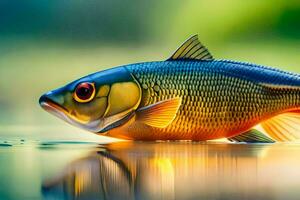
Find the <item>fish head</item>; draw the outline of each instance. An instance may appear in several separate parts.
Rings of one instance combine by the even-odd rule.
[[[127,122],[141,102],[141,87],[125,67],[97,72],[39,99],[56,117],[91,132],[106,132]]]

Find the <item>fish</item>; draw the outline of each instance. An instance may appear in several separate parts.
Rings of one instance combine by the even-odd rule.
[[[45,93],[39,103],[69,124],[127,140],[300,138],[300,75],[215,59],[198,35],[165,61],[93,73]]]

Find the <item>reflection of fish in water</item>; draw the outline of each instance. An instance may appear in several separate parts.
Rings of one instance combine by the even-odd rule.
[[[62,176],[43,183],[49,199],[132,199],[131,176],[116,158],[103,152],[69,165]]]
[[[300,137],[299,75],[215,60],[197,36],[166,61],[88,75],[43,95],[40,104],[73,125],[126,139]]]
[[[45,181],[42,192],[79,200],[274,199],[300,184],[298,154],[276,145],[111,144]],[[285,187],[291,177],[295,185]]]

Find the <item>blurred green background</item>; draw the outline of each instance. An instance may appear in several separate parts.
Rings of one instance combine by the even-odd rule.
[[[1,134],[78,131],[40,109],[39,96],[105,68],[164,60],[193,34],[218,59],[300,72],[296,0],[1,0]]]

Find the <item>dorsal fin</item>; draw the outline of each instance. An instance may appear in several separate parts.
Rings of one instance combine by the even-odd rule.
[[[213,60],[213,56],[201,44],[198,35],[194,35],[185,41],[168,60]]]

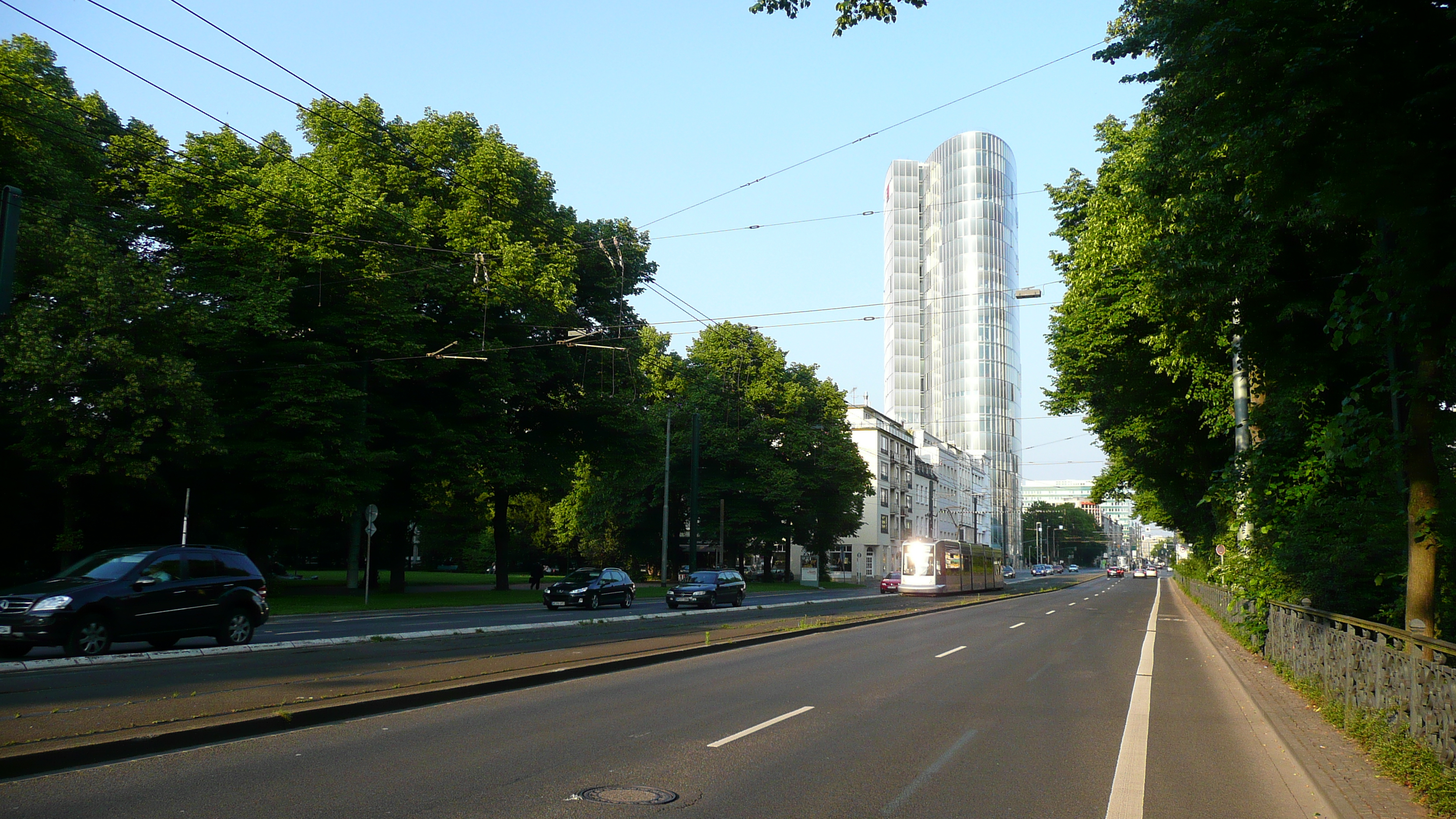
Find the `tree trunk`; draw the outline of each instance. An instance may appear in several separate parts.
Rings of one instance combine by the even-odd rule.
# # #
→ Direction
The material above must be printed exactly, with its pictures left out.

→ Answer to this exercise
Find the <item>fish head</item>; draw the outline of each instance. An instance may appear in several separate parts.
Rings of one instance combine by the even-odd rule.
[[[127,122],[141,102],[141,87],[125,67],[97,72],[39,99],[56,117],[91,132],[106,132]]]

Find the <item>fish</item>; draw the outline of each instance. An instance may appear in several separate parts.
Rings of one instance combine by the even-odd rule.
[[[45,93],[39,103],[69,124],[127,140],[300,138],[300,75],[215,59],[198,35],[165,61],[93,73]]]

Find the <item>reflection of fish in water</item>; draw the outline of each instance. An instance may appear in several separate parts.
Rings of one instance combine by the even-odd rule.
[[[62,176],[43,183],[49,199],[132,199],[131,176],[116,158],[103,152],[69,165]]]
[[[300,137],[299,75],[215,60],[197,36],[166,61],[88,75],[43,95],[40,104],[73,125],[126,139]]]
[[[45,181],[42,192],[79,200],[274,199],[300,184],[298,154],[276,145],[111,144]],[[285,187],[291,177],[295,185]]]

Find the <item>blurred green background</item>; draw the outline of each instance. An instance may appear in several separate parts.
Rings of one instance combine by the even-odd rule.
[[[1,134],[78,131],[40,109],[39,96],[105,68],[164,60],[193,34],[218,59],[300,72],[296,0],[1,0]]]

Find the <item>dorsal fin</item>; draw the outline of each instance. An instance may appear in several separate parts.
Rings of one instance combine by the even-odd rule.
[[[213,60],[213,56],[201,44],[198,35],[194,35],[185,41],[168,60]]]

Find the `tree trunk`; draw the outline of each instance. An instance may appear in several separate parts.
Rings of one instance combine by the even-odd rule.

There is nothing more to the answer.